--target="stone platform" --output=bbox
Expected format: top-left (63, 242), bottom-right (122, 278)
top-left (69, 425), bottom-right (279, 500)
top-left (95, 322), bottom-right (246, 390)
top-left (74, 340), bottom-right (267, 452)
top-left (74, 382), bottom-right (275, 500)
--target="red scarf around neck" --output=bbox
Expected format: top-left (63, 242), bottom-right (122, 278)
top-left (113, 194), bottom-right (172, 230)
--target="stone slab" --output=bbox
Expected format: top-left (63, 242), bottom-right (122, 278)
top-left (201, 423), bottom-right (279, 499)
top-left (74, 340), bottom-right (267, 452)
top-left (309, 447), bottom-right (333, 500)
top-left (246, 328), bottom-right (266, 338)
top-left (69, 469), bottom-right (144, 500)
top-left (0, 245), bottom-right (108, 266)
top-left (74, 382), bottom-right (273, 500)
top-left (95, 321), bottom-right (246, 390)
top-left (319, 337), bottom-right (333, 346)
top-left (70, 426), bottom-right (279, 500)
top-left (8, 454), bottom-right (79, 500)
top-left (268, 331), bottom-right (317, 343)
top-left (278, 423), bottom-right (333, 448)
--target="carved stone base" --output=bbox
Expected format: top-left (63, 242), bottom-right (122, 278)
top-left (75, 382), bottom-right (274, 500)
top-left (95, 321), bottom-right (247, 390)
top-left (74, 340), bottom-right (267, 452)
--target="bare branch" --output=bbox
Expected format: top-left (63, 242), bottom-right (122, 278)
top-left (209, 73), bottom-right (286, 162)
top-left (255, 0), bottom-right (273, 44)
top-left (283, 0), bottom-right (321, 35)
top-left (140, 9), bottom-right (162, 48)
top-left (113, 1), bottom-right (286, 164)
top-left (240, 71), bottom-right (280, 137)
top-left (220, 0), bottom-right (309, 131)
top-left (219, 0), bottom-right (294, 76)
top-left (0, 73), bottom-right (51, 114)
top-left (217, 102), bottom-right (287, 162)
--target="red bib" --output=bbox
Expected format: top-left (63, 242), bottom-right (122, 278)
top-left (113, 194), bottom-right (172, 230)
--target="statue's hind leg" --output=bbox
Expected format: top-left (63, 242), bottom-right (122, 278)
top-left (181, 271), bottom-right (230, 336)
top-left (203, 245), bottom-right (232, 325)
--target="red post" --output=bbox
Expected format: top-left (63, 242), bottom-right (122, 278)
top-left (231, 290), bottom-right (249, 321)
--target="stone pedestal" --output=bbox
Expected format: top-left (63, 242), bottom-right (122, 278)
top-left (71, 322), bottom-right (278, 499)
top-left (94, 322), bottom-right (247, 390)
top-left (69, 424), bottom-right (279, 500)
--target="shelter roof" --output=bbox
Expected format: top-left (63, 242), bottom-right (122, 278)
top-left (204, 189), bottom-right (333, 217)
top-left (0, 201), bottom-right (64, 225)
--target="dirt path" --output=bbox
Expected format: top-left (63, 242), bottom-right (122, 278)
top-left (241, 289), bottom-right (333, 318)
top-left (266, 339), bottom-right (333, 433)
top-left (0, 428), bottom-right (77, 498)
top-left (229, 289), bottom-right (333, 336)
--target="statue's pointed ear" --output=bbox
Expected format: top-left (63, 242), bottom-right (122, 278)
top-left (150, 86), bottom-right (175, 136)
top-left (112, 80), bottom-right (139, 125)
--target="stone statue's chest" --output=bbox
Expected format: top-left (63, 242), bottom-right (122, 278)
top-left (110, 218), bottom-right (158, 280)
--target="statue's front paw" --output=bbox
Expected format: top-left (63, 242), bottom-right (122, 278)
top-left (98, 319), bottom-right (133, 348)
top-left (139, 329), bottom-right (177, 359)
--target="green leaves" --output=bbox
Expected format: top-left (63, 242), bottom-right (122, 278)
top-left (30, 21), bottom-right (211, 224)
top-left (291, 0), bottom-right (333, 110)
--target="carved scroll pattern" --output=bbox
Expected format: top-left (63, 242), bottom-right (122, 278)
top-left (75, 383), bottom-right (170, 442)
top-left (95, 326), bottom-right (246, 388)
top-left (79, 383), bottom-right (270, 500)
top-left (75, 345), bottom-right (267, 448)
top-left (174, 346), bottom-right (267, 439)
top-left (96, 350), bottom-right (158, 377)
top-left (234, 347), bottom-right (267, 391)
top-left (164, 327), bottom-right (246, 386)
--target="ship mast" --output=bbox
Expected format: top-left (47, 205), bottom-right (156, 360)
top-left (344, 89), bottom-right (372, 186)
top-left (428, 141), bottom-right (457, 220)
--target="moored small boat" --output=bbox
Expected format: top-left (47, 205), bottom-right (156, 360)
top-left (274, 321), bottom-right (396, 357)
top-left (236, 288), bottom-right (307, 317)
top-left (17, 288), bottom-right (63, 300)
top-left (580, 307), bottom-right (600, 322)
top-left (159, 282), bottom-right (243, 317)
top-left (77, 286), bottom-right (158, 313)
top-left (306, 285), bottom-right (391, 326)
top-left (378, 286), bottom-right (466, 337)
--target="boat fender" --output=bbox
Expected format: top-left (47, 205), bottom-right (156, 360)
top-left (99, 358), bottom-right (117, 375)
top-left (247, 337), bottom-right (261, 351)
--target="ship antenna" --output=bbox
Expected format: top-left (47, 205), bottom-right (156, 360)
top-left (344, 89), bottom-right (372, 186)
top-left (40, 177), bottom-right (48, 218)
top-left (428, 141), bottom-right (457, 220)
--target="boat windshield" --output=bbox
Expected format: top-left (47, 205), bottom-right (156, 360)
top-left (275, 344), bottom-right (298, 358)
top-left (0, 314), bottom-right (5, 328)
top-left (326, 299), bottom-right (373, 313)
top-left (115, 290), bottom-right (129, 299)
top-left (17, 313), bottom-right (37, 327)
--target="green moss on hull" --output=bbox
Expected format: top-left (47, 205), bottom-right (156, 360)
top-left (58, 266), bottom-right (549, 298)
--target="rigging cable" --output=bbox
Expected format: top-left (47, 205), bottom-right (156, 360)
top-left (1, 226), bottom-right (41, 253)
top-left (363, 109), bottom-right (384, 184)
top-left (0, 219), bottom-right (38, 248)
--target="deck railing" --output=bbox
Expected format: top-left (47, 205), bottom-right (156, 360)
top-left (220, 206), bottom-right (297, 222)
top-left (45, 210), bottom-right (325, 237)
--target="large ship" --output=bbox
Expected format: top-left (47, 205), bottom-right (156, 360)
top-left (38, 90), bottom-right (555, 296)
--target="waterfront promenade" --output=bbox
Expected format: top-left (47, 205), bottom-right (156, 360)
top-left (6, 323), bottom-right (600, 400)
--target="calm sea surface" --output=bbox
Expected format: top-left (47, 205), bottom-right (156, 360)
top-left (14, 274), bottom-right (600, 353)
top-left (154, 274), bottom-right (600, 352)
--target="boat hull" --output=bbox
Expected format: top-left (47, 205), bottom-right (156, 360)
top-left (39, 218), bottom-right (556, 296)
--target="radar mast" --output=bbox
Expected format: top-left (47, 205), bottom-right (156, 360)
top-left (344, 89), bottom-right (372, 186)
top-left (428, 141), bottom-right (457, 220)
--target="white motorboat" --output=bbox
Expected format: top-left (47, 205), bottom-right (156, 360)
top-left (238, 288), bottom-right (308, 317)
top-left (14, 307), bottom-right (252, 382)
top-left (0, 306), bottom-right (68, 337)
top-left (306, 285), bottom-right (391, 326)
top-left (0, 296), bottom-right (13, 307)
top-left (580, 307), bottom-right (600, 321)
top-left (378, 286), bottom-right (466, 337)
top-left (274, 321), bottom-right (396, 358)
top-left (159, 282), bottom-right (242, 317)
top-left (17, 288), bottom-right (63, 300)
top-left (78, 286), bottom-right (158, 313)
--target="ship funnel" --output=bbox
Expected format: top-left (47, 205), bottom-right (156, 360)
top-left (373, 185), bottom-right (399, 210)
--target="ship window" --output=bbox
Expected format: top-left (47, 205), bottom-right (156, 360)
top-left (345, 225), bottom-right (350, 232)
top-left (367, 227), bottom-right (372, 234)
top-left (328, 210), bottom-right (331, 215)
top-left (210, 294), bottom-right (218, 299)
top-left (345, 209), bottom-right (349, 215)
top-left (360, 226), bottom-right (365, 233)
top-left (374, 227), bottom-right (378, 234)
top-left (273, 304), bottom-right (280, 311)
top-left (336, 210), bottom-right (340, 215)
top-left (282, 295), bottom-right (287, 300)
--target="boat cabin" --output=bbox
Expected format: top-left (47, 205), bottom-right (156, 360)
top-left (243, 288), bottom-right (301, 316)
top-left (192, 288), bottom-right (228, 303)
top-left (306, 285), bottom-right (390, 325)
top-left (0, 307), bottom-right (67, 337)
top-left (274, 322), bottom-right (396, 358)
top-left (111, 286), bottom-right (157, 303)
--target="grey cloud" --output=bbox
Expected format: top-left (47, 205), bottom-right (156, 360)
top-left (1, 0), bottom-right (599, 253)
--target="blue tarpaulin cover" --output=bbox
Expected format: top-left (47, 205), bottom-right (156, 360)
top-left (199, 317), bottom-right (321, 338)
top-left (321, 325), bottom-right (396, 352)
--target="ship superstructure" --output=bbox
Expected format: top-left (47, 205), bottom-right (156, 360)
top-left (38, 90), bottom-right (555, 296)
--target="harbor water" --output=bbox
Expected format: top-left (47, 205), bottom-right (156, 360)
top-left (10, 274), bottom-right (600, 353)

→ **THE PROBLEM**: Using the data above, show each line where "green" occurs.

→ **EXERCISE OUTPUT**:
--target="green leaves" --output=bbox
--target="green moss on hull" --output=bbox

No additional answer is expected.